*** Opening of Source text ***
Mustangs Elite Youth Track & Field Team                                    


Most track meets require advance registration through the CoachO System. The Mustangs Track and Field will be registering all athletes as a team. If your athlete would like to attend a meet that the team will not be attending, please feel free to let us know, we would be happy to assist you with the registration process.

Meet Preparation

It is the parent's responsibility to get their athlete to any and all meets.

Parents are also responsible for their athlete's lodging, meals, and food/drink for all out of town meets.

The coaches will determine the athletes' events for the meet depending upon their skill level, their success at practice, etc.  If you have questions about what your athlete will be competing in for the week check with the Club Administrator.

It is important that your athlete arrive on time to properly warm up for his/her event. 

Meets generally begin at 8:00 a.m. and last all day.  Some may require quite the drive.  Due to a variety of issues we cannot determine what specific time your athlete will be competing.  Therefore, you and your athlete should plan to arrive well before his/her event starts and plan to stay for the duration of the meet.  In addition, the other team members will appreciate you staying to cheer them on!, so that said we expect the athletes to be at the track by 7:00 am the latest as the coach usual spend time talking to all athletes and walking the track showing them key points on the track that will help them gain the upper hand when running their events. " so please arrive early".

Club Tent and Flag - Our club will have a tent set up for the benefit of our athletes at each meet.  Families should bring additional tents for themselves and their families.  If at all possible, we would ask that all Mustangs athletes  stay under the club tent with one family member or locate as close to the club tent as possible.  Look for the Mustangs flag to locate the team tent.

Some meets will have entry fees for families wishing to watch their athlete compete.  Please come to the meets prepared for this.

****The day of the meet can be a great experience if you… be prepared! ****

 Get plenty of Rest the Night Before we here at the Mustangs track Clubs expects our athletes to be in bed by 8:00 pm the latest ( well  rested athletes proforms the best)
 Eat a good Breakfast
 Layout you speed suits, and Warm ups the night before
 Pack your bag the night before with your spikes, shoes, sunscreen and extra layers of clothing to handle the weather

 Lawn Chair/ Folding Chair and/or Blanket.
*** Close of Source text ***
*** Opening of Source data ***
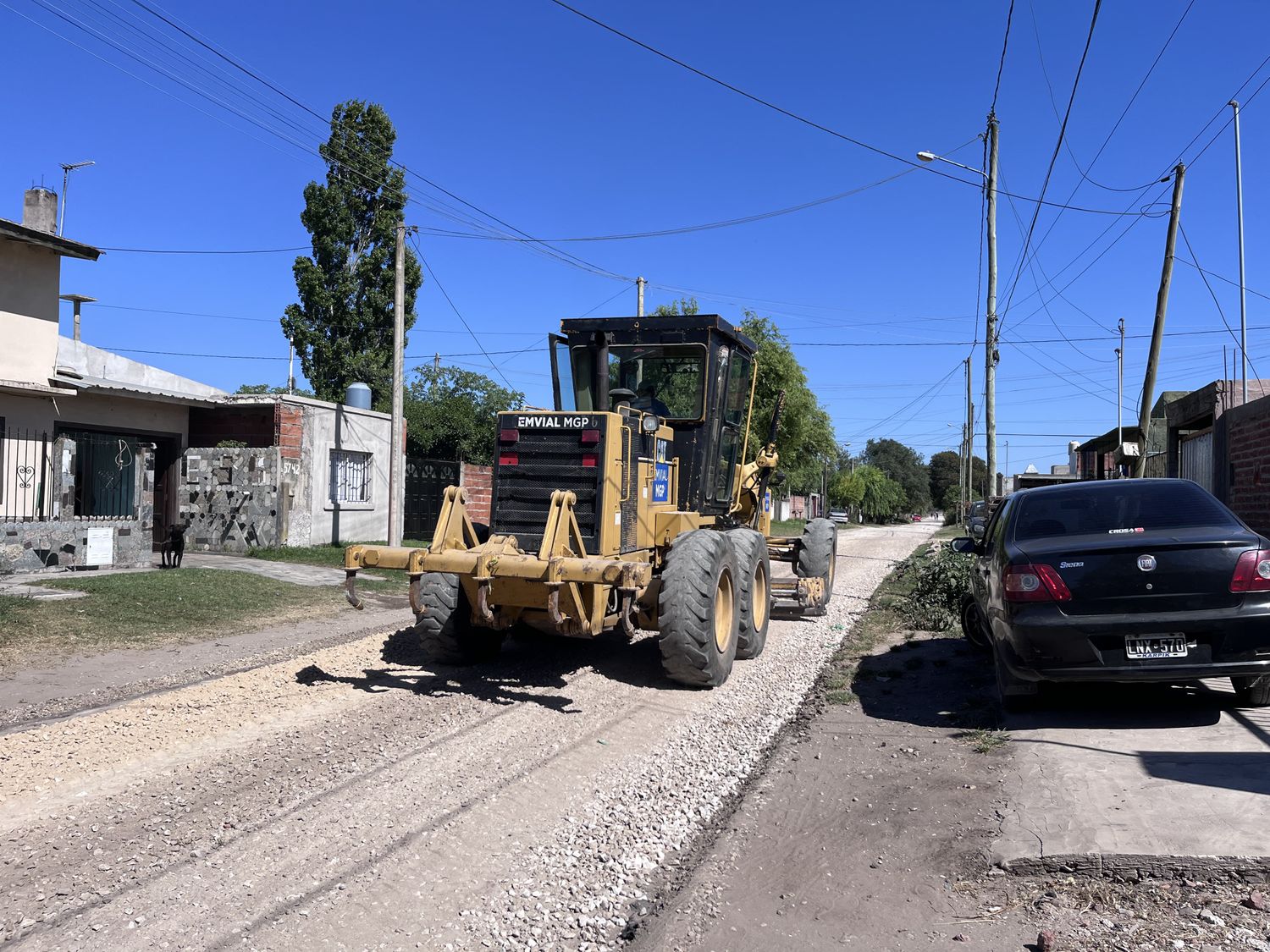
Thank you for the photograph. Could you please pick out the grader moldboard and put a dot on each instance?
(632, 505)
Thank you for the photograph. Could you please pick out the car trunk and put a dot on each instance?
(1191, 570)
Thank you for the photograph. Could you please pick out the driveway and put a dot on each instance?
(1143, 779)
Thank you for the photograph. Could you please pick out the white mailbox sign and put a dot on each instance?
(101, 548)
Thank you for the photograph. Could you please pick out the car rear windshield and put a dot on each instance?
(1124, 507)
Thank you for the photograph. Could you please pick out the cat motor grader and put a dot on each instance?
(632, 504)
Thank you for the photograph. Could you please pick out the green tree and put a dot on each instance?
(945, 470)
(342, 327)
(805, 439)
(267, 388)
(904, 466)
(451, 414)
(685, 306)
(881, 498)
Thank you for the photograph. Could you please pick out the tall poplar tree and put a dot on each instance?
(342, 327)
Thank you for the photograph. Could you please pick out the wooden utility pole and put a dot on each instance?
(396, 457)
(1157, 332)
(990, 338)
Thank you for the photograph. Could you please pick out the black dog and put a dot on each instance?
(174, 548)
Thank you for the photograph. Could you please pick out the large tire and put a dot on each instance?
(698, 609)
(754, 592)
(972, 624)
(446, 629)
(818, 555)
(1252, 690)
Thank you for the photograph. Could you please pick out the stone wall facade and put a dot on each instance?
(229, 498)
(35, 545)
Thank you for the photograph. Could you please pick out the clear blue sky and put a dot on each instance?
(564, 129)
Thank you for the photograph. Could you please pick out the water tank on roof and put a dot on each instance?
(358, 396)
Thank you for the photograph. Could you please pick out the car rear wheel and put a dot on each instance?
(1252, 690)
(972, 624)
(1016, 695)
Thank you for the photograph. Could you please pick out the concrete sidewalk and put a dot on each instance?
(25, 584)
(1156, 779)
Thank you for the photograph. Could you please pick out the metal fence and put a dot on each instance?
(76, 475)
(25, 475)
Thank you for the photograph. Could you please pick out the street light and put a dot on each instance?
(990, 330)
(932, 157)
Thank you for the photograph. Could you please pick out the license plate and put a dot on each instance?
(1156, 647)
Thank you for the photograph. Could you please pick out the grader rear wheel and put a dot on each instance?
(698, 609)
(446, 630)
(754, 574)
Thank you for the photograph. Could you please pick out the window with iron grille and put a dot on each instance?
(350, 476)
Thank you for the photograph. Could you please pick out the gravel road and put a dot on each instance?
(355, 797)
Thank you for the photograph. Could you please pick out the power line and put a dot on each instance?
(1053, 159)
(790, 114)
(1001, 66)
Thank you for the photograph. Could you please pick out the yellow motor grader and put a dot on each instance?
(632, 504)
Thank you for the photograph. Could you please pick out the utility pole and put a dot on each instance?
(990, 338)
(968, 439)
(1244, 297)
(68, 168)
(396, 469)
(1157, 332)
(76, 300)
(1119, 393)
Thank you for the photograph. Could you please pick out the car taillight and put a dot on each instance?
(1252, 571)
(1035, 583)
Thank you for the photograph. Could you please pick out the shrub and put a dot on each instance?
(939, 581)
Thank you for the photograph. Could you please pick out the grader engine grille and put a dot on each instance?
(535, 459)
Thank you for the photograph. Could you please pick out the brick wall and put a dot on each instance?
(479, 484)
(1247, 457)
(287, 429)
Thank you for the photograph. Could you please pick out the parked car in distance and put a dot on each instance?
(1120, 581)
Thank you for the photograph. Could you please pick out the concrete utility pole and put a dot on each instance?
(1119, 393)
(396, 462)
(1157, 332)
(990, 338)
(1244, 297)
(968, 438)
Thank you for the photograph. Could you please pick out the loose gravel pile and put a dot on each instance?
(582, 886)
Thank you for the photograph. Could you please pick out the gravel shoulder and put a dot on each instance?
(355, 796)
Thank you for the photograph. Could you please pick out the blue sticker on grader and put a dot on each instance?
(662, 482)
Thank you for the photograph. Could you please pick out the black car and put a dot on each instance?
(1120, 581)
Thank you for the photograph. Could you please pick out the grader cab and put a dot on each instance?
(632, 504)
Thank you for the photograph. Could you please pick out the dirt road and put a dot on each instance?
(355, 797)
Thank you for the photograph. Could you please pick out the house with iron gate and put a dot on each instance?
(101, 454)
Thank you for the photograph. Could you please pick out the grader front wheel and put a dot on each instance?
(446, 630)
(818, 555)
(698, 609)
(754, 599)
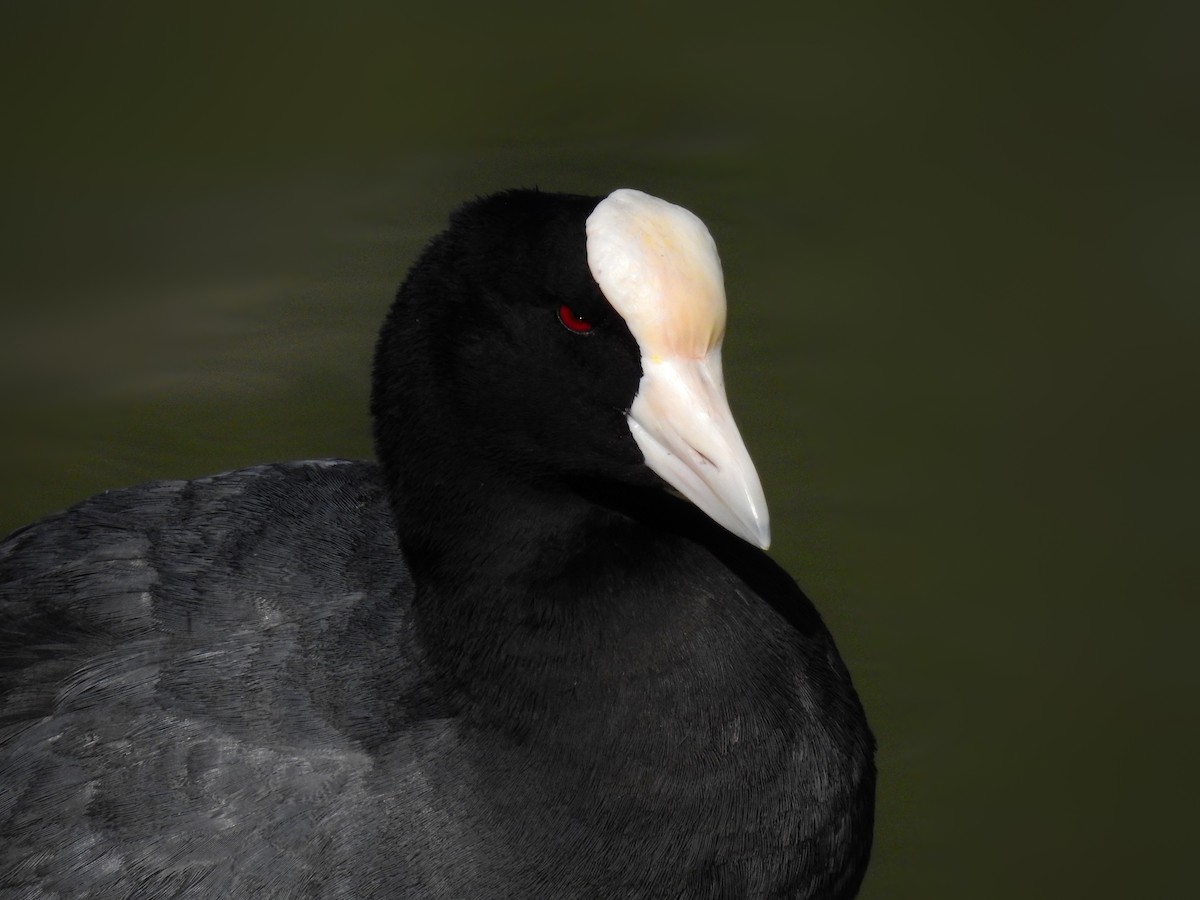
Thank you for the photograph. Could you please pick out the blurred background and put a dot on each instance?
(961, 256)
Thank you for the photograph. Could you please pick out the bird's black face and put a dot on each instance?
(547, 339)
(503, 349)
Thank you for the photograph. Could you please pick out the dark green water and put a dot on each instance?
(961, 257)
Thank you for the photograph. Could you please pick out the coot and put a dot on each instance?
(504, 661)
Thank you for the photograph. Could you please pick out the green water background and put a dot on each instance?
(961, 255)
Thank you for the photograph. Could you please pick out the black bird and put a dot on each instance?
(505, 661)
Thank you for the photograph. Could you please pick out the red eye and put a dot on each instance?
(574, 323)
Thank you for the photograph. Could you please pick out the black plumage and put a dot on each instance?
(503, 661)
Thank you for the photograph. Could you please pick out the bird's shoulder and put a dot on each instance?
(126, 623)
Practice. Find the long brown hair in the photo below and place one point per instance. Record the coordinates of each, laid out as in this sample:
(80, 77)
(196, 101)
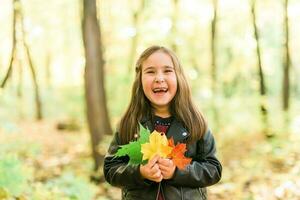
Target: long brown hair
(181, 106)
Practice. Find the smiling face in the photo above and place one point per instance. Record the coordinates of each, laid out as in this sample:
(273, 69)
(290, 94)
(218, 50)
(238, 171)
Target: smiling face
(159, 81)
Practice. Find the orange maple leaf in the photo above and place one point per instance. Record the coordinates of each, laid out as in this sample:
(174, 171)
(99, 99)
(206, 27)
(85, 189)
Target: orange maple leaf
(177, 154)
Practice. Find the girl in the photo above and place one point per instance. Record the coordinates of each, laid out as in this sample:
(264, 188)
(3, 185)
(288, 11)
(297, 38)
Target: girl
(161, 100)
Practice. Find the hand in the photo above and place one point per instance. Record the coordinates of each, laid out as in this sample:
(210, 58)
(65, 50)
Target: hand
(166, 167)
(151, 170)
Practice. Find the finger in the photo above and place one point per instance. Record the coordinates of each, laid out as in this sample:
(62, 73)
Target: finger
(154, 169)
(165, 162)
(164, 168)
(159, 179)
(153, 161)
(157, 175)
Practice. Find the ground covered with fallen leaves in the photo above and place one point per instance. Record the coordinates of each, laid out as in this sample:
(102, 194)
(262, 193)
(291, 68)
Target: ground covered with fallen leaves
(45, 163)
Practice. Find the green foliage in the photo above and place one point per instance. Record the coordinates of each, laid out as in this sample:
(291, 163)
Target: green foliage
(133, 149)
(21, 148)
(13, 176)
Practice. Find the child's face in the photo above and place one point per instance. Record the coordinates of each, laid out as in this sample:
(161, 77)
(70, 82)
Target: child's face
(159, 80)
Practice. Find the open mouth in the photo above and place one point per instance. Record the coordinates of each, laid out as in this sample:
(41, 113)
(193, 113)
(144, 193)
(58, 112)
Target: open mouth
(160, 90)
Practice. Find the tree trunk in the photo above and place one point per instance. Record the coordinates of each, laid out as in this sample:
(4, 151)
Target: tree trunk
(262, 87)
(97, 114)
(286, 64)
(174, 27)
(37, 98)
(13, 50)
(136, 18)
(213, 64)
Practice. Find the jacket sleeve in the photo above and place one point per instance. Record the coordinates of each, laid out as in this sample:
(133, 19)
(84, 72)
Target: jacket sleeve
(118, 172)
(204, 170)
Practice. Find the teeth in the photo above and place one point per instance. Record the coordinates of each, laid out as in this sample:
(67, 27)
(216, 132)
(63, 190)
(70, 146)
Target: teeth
(160, 89)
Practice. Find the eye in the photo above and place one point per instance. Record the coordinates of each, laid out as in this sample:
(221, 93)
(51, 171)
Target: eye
(168, 70)
(150, 72)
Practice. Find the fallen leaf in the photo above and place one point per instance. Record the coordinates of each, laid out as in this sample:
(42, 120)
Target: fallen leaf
(157, 145)
(177, 154)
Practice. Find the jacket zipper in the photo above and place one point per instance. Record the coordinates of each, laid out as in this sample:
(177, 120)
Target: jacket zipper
(181, 193)
(159, 185)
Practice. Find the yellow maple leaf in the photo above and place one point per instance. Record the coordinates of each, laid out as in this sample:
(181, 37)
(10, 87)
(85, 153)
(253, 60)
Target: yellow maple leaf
(157, 145)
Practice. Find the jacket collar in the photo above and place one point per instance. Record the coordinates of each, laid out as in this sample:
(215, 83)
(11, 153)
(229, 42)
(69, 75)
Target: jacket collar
(176, 130)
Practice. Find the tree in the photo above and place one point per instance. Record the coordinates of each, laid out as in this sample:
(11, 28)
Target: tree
(97, 114)
(18, 18)
(287, 61)
(262, 88)
(136, 19)
(213, 46)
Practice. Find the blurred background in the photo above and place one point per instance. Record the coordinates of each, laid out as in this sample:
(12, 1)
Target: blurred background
(66, 70)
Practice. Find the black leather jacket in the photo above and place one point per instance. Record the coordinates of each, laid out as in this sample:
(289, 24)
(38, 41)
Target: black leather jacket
(187, 184)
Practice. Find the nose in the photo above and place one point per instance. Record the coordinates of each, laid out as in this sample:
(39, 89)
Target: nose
(159, 79)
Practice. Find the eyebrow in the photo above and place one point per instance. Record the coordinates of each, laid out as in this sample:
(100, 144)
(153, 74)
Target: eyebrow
(166, 67)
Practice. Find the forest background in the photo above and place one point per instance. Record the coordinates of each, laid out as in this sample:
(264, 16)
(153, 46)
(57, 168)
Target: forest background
(58, 59)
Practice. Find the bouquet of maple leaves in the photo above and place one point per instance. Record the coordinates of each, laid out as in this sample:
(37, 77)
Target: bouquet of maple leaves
(148, 145)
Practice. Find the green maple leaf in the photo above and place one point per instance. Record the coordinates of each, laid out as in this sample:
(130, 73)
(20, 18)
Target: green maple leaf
(133, 149)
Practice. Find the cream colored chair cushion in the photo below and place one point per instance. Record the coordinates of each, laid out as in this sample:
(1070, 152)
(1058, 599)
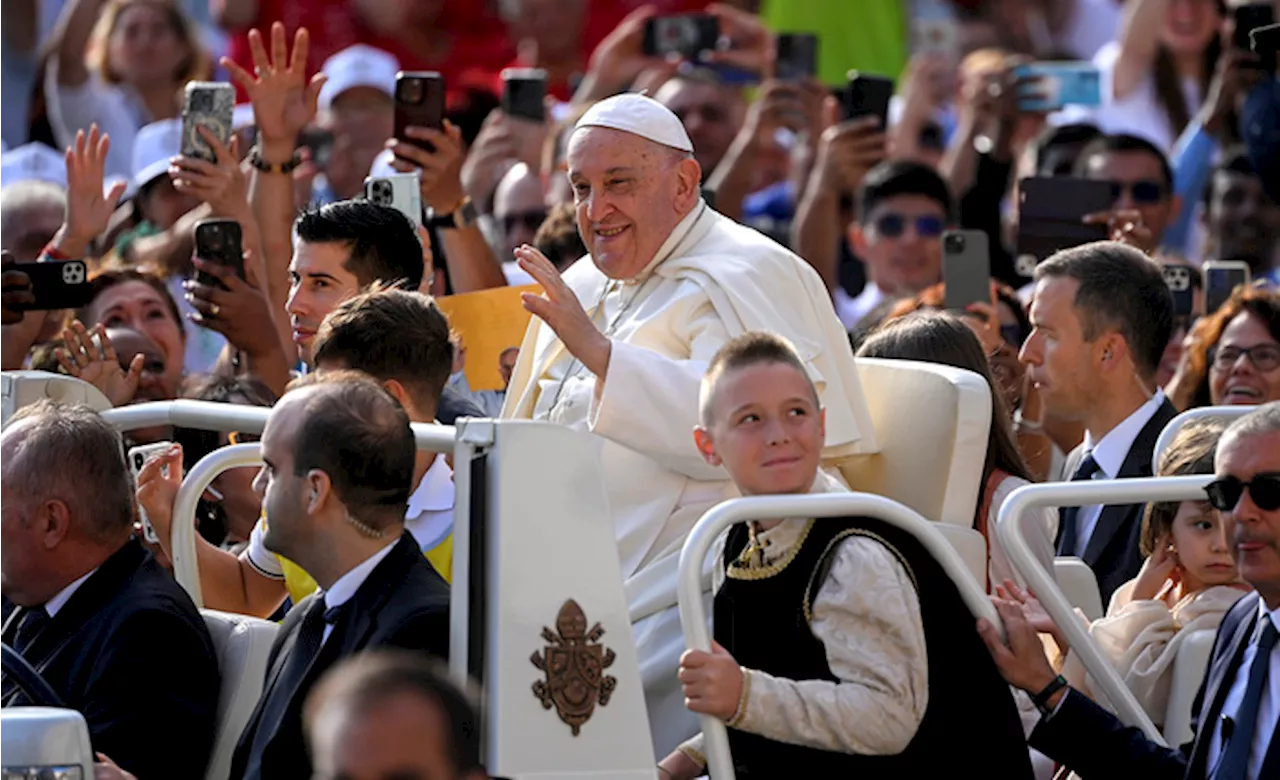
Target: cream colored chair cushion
(932, 424)
(243, 644)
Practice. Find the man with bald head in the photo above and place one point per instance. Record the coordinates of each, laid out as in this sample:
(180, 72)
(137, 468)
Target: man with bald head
(618, 346)
(338, 466)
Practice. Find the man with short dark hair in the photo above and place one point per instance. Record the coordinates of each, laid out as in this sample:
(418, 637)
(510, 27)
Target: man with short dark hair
(1139, 174)
(388, 715)
(1101, 316)
(338, 466)
(903, 209)
(88, 607)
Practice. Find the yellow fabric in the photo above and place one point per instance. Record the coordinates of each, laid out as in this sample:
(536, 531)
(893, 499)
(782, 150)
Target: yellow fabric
(300, 583)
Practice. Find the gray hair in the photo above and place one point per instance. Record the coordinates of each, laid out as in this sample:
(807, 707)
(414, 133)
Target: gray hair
(1262, 420)
(71, 454)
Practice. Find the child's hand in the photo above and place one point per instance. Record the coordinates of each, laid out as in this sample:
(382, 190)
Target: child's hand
(712, 682)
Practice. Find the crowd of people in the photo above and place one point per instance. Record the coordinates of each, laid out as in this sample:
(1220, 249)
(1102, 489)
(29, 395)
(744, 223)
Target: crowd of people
(709, 246)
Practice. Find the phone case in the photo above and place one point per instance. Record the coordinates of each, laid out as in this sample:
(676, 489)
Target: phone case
(210, 105)
(400, 191)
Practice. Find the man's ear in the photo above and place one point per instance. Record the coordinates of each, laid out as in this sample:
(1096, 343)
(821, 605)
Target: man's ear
(705, 446)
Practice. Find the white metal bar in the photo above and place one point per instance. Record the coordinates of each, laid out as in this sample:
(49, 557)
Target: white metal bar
(1191, 415)
(182, 536)
(1106, 492)
(693, 616)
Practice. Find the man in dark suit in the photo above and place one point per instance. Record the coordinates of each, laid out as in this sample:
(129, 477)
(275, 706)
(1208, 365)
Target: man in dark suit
(112, 632)
(1235, 714)
(1102, 315)
(338, 456)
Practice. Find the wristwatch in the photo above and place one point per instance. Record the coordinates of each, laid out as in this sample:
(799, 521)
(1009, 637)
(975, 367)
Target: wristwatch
(461, 217)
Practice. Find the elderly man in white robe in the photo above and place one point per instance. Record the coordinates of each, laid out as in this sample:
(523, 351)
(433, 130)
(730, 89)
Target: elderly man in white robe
(618, 346)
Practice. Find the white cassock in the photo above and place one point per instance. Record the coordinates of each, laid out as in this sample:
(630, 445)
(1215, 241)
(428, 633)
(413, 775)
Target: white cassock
(711, 281)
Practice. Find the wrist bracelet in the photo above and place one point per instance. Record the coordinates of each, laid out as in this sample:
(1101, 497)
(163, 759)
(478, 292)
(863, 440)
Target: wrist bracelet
(1041, 698)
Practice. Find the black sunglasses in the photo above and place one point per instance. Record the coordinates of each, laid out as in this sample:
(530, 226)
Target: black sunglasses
(1226, 492)
(892, 226)
(1144, 192)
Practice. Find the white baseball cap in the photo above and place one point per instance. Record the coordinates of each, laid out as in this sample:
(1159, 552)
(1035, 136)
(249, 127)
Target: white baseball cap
(640, 115)
(359, 65)
(152, 149)
(32, 162)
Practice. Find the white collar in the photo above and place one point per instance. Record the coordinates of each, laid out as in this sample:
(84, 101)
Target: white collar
(54, 605)
(434, 492)
(347, 584)
(1114, 448)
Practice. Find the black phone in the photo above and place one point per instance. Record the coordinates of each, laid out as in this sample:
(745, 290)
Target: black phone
(868, 96)
(1051, 217)
(1182, 287)
(219, 241)
(686, 35)
(419, 103)
(798, 55)
(1221, 278)
(524, 92)
(56, 284)
(965, 268)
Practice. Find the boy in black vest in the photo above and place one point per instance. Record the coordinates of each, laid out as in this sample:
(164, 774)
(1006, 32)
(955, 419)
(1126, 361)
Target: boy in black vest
(841, 647)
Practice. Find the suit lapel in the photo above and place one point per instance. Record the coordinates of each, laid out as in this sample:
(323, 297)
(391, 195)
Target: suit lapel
(1137, 464)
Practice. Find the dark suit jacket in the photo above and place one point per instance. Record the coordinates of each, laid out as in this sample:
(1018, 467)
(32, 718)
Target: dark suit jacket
(131, 652)
(1112, 551)
(403, 603)
(1096, 744)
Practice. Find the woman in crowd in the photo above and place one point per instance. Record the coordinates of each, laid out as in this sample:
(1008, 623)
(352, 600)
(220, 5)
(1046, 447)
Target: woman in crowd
(1233, 356)
(119, 64)
(1187, 584)
(1156, 74)
(942, 338)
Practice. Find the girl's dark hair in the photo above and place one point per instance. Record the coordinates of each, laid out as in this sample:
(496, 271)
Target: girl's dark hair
(938, 337)
(1191, 452)
(1169, 87)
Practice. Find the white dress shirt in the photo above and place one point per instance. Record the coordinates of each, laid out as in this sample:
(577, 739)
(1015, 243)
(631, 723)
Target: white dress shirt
(1269, 708)
(347, 584)
(1110, 455)
(54, 605)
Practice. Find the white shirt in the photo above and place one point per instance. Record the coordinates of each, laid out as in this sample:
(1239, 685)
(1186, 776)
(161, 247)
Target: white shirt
(1269, 708)
(54, 605)
(430, 507)
(347, 584)
(1110, 455)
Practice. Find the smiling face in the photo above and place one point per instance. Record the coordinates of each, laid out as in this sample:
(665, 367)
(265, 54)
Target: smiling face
(766, 427)
(629, 195)
(318, 283)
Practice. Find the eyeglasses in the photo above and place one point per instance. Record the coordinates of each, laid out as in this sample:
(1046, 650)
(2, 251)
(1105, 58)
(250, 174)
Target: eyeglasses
(1144, 192)
(1226, 492)
(892, 226)
(1265, 357)
(530, 219)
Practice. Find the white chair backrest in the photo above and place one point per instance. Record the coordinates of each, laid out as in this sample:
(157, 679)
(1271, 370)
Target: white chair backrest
(243, 646)
(1079, 585)
(932, 424)
(1188, 674)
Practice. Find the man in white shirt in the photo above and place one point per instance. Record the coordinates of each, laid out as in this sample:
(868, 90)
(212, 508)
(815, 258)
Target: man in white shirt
(1238, 705)
(338, 457)
(1101, 316)
(620, 345)
(903, 209)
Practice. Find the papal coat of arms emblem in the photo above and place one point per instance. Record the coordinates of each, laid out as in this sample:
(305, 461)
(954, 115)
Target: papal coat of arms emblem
(575, 662)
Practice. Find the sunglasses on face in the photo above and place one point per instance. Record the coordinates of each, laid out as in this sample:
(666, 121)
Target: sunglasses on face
(1226, 492)
(1143, 194)
(531, 220)
(1265, 357)
(894, 226)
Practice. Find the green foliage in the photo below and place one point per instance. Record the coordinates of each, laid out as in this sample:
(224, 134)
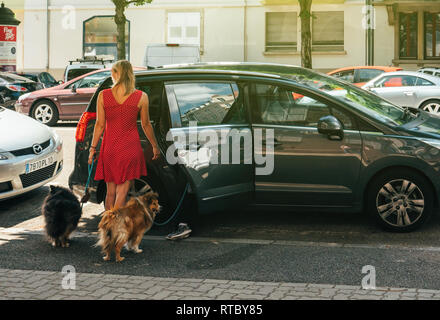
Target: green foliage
(126, 3)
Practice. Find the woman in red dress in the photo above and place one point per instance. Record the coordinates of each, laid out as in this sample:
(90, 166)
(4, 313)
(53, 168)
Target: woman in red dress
(121, 158)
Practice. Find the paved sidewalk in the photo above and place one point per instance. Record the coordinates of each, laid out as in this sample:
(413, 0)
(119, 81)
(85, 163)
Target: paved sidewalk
(43, 285)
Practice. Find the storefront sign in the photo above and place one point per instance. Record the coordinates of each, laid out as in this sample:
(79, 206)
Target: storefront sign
(8, 48)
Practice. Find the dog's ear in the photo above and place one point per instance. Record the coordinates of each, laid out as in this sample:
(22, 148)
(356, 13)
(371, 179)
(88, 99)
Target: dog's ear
(150, 197)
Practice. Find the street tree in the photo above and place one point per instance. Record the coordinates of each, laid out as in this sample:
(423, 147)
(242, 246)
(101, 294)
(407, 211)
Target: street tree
(306, 35)
(120, 20)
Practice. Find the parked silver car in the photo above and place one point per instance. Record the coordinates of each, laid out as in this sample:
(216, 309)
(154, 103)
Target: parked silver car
(30, 154)
(408, 89)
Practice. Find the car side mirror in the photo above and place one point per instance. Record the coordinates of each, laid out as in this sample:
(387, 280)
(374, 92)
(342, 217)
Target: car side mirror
(331, 127)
*** Close of Source data ***
_Problem to work on_
Summarize the Mustangs text in two sentences. The data plays no part in this exercise.

_Reply to the exercise_
The Mustangs Elite Youth Track & Field Team registers its athletes for meets as a team, while parents must get their athletes to meets and pay for lodging, meals, and food and drink at out-of-town meets. Athletes are expected at the track by 7:00 a.m. and should stay for the whole meet under or near the club tent, after getting rest, eating a good breakfast, and packing their gear the night before.